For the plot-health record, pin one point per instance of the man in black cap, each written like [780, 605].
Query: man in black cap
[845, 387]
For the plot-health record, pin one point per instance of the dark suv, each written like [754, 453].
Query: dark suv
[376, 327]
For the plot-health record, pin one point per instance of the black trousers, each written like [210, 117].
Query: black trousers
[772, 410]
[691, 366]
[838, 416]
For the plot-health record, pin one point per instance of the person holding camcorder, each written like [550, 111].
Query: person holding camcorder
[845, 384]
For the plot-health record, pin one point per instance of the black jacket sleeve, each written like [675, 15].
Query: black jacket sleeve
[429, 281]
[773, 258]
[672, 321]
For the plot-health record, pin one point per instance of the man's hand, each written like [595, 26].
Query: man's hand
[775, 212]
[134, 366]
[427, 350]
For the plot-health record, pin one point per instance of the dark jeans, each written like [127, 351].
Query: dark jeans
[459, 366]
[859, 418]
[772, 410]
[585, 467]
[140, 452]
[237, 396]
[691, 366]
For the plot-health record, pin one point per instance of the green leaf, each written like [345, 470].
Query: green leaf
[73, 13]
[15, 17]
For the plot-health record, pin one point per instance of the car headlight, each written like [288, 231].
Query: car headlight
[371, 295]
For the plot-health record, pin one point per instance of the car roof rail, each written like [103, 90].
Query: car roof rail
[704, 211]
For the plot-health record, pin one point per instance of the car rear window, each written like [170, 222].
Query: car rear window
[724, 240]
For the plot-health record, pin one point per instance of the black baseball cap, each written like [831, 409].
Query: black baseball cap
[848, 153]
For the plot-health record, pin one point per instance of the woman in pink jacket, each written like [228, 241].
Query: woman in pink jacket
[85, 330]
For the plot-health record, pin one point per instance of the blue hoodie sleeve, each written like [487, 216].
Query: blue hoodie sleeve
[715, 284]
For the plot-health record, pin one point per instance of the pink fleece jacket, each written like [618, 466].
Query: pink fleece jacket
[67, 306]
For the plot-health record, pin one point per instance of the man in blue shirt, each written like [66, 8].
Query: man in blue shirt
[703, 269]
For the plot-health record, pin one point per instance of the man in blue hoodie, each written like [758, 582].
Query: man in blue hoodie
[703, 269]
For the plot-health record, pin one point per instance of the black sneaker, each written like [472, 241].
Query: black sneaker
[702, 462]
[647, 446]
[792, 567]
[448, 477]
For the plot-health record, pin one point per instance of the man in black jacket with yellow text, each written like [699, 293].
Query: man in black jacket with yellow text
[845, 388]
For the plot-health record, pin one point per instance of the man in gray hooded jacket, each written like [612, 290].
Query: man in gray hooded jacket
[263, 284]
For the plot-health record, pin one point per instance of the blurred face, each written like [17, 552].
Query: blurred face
• • • •
Exercise aim:
Substitute "field-survey record" for each occurrence of "plot-health record" throughout the records above, and reproduce them with nothing else altered.

Correct output:
For the field-survey record, pin one point per instance of the man in black cap, each written like [780, 605].
Query: man in black cap
[845, 387]
For the field-survey record, pin one point per instance of the dark suv, each written like [754, 453].
Query: dark suv
[376, 327]
For the field-survey record, pin one point per instance of the black trousers, each written like [210, 117].
Query: black trousers
[772, 410]
[691, 366]
[838, 416]
For the field-survey record, pin one point per instance of the person holding camcorder, each written like [550, 111].
Query: person holding camcorder
[845, 384]
For the field-survey record, pin one point per instance of the black jacket sleeve, each written like [675, 15].
Query: black jacket sleeve
[429, 281]
[773, 258]
[672, 321]
For the field-survey record, pin one point per instance of the man's hand, each written like [595, 26].
Query: man's hand
[775, 212]
[134, 366]
[427, 350]
For the field-survey record, pin one point per instance of the dark jeans, each written like [127, 351].
Query: dark jeans
[459, 366]
[859, 418]
[772, 410]
[585, 467]
[140, 452]
[237, 396]
[691, 366]
For the field-survey record, pin one point per instance of the green leaf, each written like [345, 470].
Query: green leaf
[73, 13]
[15, 17]
For the field-survey record, pin one point per instance of the car headlight, each written like [288, 231].
Query: car headlight
[371, 295]
For the field-survey record, pin one point per instance of the car roof rail, each written like [103, 90].
Query: car roof rail
[704, 211]
For the field-survey record, pin one point per instance of the car rear window, each written like [170, 222].
Query: car rear window
[724, 240]
For the field-survey record, pin one point per instance of the black baseball cap, each written like [831, 409].
Query: black baseball cap
[848, 153]
For the field-survey record, pin one point per instance of the woman in pink jacket, each written like [228, 241].
Query: woman in pink jacket
[85, 330]
For the field-survey record, pin one point per instance of the blue hoodie sleeve, each written like [487, 216].
Query: blue hoodie sleeve
[715, 284]
For the field-survey record, pin one point per instance of the pink fleece jacket, each written like [618, 466].
Query: pink fleece jacket
[67, 306]
For the field-survey record, pin one point per instance of the man in blue shirt, each written like [66, 8].
Query: man in blue shirt
[703, 269]
For the field-survey record, pin one point per instance of the man in blue hoodie, each written like [758, 582].
Query: man in blue hoodie
[703, 269]
For the field-survey record, pin one point per instance of the black sneaker, each written like [472, 241].
Query: black sneaker
[702, 462]
[647, 446]
[792, 567]
[448, 477]
For the field-survey record, pin one point per instance of the man in black jacket with yellow text, each written like [699, 293].
Query: man in black jacket with yellow text
[845, 388]
For the field-survey record, pin one point per instance of the man in gray hooded jacket, each written like [612, 290].
Query: man in gray hooded jacket
[263, 284]
For the field-survey record, pin one point per instance of the blurred face, each written like [17, 552].
Query: blurred face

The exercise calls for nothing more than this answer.